• [YOUR ASSIGNMENT] Within the records below is a range that opens at the line with "Target: eyeglass lens" and closes at the line with "Target: girl's face". Return that range word for word, both ends included, and only that range.

• [EXTRACTED ENTRIES]
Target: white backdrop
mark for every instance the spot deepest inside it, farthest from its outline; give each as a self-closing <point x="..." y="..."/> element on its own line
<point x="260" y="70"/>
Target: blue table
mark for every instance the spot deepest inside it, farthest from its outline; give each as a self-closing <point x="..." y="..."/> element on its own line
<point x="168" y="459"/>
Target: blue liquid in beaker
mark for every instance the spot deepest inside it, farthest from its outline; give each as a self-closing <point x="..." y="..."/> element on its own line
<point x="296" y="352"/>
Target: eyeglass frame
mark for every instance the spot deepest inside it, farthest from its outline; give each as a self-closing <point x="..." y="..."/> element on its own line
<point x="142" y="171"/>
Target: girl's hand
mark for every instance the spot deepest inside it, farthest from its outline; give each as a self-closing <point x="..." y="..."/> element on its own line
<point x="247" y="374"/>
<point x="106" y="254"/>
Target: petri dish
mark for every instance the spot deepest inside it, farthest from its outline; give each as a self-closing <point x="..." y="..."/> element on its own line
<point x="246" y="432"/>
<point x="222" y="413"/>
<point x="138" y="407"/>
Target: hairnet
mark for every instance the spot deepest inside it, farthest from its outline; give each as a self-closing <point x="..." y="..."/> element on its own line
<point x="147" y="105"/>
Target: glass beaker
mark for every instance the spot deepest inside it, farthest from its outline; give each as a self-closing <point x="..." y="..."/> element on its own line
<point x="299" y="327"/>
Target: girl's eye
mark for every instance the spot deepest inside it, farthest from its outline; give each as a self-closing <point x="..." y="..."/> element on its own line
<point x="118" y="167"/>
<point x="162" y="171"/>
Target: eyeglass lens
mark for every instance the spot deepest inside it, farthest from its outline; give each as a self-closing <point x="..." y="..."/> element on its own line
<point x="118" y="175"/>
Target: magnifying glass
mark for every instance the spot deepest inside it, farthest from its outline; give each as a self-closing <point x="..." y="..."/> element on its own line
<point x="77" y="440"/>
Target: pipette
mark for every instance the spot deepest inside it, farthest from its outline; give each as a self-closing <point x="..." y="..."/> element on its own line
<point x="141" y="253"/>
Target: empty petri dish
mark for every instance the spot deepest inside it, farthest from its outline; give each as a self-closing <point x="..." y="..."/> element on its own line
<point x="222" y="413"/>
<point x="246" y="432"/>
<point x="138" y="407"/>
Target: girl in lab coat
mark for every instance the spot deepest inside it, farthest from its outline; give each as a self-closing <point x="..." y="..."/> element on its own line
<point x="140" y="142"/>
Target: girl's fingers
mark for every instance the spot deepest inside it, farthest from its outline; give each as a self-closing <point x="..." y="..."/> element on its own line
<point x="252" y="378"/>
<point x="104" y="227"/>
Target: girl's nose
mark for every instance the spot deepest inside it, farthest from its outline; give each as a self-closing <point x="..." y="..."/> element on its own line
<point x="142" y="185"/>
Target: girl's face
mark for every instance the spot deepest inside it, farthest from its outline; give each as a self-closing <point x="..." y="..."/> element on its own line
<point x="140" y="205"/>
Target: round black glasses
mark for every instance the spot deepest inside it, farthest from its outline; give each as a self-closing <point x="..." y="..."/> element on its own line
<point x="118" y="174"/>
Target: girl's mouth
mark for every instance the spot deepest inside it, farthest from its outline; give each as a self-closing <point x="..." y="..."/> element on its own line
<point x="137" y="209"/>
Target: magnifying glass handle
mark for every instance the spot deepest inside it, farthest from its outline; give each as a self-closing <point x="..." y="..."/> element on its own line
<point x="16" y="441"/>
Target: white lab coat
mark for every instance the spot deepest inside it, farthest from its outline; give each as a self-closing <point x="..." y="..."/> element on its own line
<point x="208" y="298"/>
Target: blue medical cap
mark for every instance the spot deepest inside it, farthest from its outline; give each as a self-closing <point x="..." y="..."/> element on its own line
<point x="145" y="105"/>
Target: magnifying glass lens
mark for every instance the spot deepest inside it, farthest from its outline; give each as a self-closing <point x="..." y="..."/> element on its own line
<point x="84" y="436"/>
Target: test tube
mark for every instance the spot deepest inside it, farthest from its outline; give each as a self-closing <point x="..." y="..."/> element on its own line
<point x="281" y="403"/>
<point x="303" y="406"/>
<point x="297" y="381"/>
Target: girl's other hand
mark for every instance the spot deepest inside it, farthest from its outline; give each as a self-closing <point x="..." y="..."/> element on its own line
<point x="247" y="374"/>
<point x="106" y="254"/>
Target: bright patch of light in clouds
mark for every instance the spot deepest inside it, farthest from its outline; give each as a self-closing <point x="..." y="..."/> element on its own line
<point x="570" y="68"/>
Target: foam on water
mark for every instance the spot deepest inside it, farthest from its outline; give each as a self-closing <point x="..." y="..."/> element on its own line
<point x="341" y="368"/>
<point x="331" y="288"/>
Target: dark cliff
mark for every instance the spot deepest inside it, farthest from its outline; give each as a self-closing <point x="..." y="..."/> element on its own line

• [YOUR SOLUTION]
Target: eyeglass lens
mark for every instance the spot deepest inside it, farthest from its outline; give each as a self-closing <point x="..." y="..."/> element on its own line
<point x="118" y="175"/>
Target: magnifying glass
mark for every instance the spot deepest inside it, farthest from its outline; give each as a self-closing <point x="..." y="..."/> element on its own line
<point x="77" y="440"/>
Target: pipette
mark for every instance the spot deepest inside it, farthest from its outline; give each as a self-closing <point x="..." y="..."/> element on its own line
<point x="141" y="253"/>
Target: empty petri dish
mark for every instance the spot deepest inside it, farthest from its outline; give each as a self-closing <point x="..." y="..."/> element on its own line
<point x="222" y="413"/>
<point x="246" y="432"/>
<point x="138" y="407"/>
Target: girl in lab coat
mark for every instance the spot deepest inside it, farthest from its outline; give each as a self-closing <point x="..." y="..."/> element on its own line
<point x="140" y="142"/>
Target: girl's fingers
mark for every instance the spot deepest inside it, farthest from its outline; give each as a self-closing <point x="..." y="..."/> element on its own line
<point x="252" y="378"/>
<point x="104" y="227"/>
Target: girl's nose
mark for every instance the spot deepest inside it, farthest from its outline; give each as a self-closing <point x="..." y="..."/> element on its own line
<point x="142" y="185"/>
Target: girl's face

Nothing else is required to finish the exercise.